> [Task directions]: List every line in the items below that contains the string "curb".

··· Task data

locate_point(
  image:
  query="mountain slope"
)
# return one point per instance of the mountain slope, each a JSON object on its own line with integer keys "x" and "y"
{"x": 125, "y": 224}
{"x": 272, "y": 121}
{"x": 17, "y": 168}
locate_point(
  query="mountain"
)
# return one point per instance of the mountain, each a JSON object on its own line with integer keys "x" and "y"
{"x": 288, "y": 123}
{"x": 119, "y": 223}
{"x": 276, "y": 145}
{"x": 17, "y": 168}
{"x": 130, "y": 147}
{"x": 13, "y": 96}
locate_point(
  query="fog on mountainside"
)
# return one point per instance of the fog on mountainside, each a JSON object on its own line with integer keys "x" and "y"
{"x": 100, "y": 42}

······
··· Task data

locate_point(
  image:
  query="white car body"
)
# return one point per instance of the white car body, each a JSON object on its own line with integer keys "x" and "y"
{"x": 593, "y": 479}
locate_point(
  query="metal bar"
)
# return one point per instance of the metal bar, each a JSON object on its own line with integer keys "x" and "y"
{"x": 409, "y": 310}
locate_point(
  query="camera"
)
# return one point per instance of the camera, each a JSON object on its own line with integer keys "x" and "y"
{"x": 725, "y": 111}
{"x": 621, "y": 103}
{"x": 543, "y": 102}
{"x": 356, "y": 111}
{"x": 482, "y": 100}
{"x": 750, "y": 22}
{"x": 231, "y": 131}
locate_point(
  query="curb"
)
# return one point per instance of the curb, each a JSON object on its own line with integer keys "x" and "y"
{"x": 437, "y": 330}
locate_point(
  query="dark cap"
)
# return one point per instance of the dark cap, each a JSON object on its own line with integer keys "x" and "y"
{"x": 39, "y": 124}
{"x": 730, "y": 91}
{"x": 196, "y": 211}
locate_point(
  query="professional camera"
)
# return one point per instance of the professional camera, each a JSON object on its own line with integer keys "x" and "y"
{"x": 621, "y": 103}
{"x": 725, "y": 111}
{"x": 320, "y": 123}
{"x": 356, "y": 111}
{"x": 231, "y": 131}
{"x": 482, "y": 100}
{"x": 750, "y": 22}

······
··· Task data

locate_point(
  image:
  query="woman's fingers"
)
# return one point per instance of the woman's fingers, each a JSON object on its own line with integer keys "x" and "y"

······

> [Problem solution]:
  query="curb"
# return one point per instance of the curb, each a JSON object on its own line with integer keys "x" and "y"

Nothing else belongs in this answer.